# The problem
Find "[locate] the reflective" in the records that follow; print that line and each subsequent line through the last one, verbatim and with nothing added.

# Raw data
BEGIN

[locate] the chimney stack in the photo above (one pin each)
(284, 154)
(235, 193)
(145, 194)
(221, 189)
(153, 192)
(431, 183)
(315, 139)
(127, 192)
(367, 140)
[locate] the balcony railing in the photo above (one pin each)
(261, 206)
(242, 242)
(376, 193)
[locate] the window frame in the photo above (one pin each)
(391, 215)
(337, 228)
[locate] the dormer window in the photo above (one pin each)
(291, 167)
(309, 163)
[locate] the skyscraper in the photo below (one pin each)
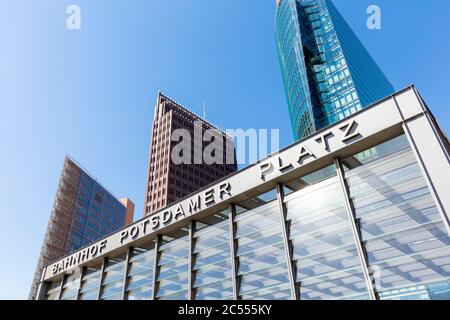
(83, 212)
(327, 73)
(168, 181)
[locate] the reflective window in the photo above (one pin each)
(262, 267)
(212, 258)
(173, 266)
(53, 290)
(91, 283)
(70, 287)
(406, 241)
(328, 265)
(112, 286)
(140, 275)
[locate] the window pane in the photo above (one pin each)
(90, 284)
(328, 265)
(406, 241)
(173, 267)
(213, 259)
(262, 259)
(140, 275)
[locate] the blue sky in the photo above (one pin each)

END

# Answer space
[locate] the reflective window in the photo above (one pin each)
(262, 267)
(212, 258)
(173, 266)
(53, 290)
(91, 283)
(70, 287)
(406, 241)
(328, 265)
(112, 286)
(140, 275)
[locate] the window pane in the photo above (one pin each)
(90, 284)
(328, 265)
(406, 241)
(173, 267)
(213, 259)
(262, 259)
(140, 275)
[locate] the blue sky in the photo above (one pin each)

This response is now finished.